» **Given text**
▼▼▼

Monday, May 22, 2017

Microtransactions in Triple AAA Videogames need to die

Microtransactions are an actual cancer of the modern video gaming industry, and they need to die soon. Remember back in the good old days, when you could just purchase a video game cartridge, cd, or DVD/Blu-Ray for only 50 to 60$? Well, those days are well and gone thanks to microtransactions that drain both consumer confidence and gamer happiness within seconds. Want this gun that is painted yellow? 2$to 4$, please! Want a patch that stops our shitty game from crashing every five seconds and shutting down your computer? Lick our corporate sweaty ballsacks while you pay us more of your hard-earned cash! 

Halo 5 Guardians contained some of my favorite multiplayer the series has seen in years despite a truly lackluster campaign. Yet the microtransactions ruin an otherwise enjoyable experience, by forcing you to either shell out your money or pick random requisition packs to get armor you may not even care about or care for. More and more, game developers are taking the easy way out, patching games post release and leaving hundreds of bugs in their games at release. Mass Effect Andromeda, such a monumental disappointment and a riddled bug disaster (which I will be covering on the new Spilled Parchment 2.0) is a prime example of the issue with post-release patching. Microtransactions only rub salt deeper into this wound, by making players shell out cash for cosmetics or maps that could have been included in the game at release. All too often, players are paying exorbitant sums for simple unlocks or even more shamefully, paying for content already on the disc itself, locked away by a greedy game developer looking out for profits first and gamers second. This greedy corporate malpractice must end, and it must end now.

▲▲▲

Referring-expression pointing data:
▼▼▼

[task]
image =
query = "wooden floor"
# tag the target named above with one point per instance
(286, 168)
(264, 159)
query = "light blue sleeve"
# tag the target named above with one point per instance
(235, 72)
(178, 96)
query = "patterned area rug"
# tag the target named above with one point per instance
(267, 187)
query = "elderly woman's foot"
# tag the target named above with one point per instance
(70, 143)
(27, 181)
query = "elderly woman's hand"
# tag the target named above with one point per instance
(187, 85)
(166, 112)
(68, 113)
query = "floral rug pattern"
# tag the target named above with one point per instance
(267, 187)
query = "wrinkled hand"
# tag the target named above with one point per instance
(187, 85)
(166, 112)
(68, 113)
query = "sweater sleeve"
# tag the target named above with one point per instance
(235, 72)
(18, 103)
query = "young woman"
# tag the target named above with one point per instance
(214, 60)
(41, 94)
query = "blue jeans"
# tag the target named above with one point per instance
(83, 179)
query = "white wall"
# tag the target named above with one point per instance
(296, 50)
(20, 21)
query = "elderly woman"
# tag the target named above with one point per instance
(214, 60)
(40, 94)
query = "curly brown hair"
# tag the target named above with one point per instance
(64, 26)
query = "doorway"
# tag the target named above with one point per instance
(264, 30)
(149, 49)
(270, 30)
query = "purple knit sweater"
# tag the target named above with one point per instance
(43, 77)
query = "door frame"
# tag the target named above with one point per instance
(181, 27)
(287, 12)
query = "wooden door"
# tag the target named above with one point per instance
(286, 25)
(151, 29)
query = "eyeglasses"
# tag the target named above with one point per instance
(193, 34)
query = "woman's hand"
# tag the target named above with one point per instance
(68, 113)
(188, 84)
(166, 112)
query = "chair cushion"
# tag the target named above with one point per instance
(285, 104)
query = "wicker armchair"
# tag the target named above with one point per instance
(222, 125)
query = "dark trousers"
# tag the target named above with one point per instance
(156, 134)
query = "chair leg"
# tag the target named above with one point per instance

▲▲▲

» **Set of tasks**
1. Answer these questions using the post on microtransactions.
(a) What price range does the post give for buying a game back in the good old days?
(b) Which game does the post call a prime example of the issue with post-release patching?
(c) What part of Halo 5 Guardians does the writer describe as truly lackluster?
2. Reproduce the passage of the post on microtransactions from "Microtransactions in Triple" to "your hard-earned cash!", word for word.

» **Answer set**
1.
(a) 50 to 60$
(b) Mass Effect Andromeda
(c) The campaign

2.
Microtransactions in Triple AAA Videogames need to die

Microtransactions are an actual cancer of the modern video gaming industry, and they need to die soon. Remember back in the good old days, when you could just purchase a video game cartridge, cd, or DVD/Blu-Ray for only 50 to 60$? Well, those days are well and gone thanks to microtransactions that drain both consumer confidence and gamer happiness within seconds. Want this gun that is painted yellow? 2$to 4$, please! Want a patch that stops our shitty game from crashing every five seconds and shutting down your computer? Lick our corporate sweaty ballsacks while you pay us more of your hard-earned cash!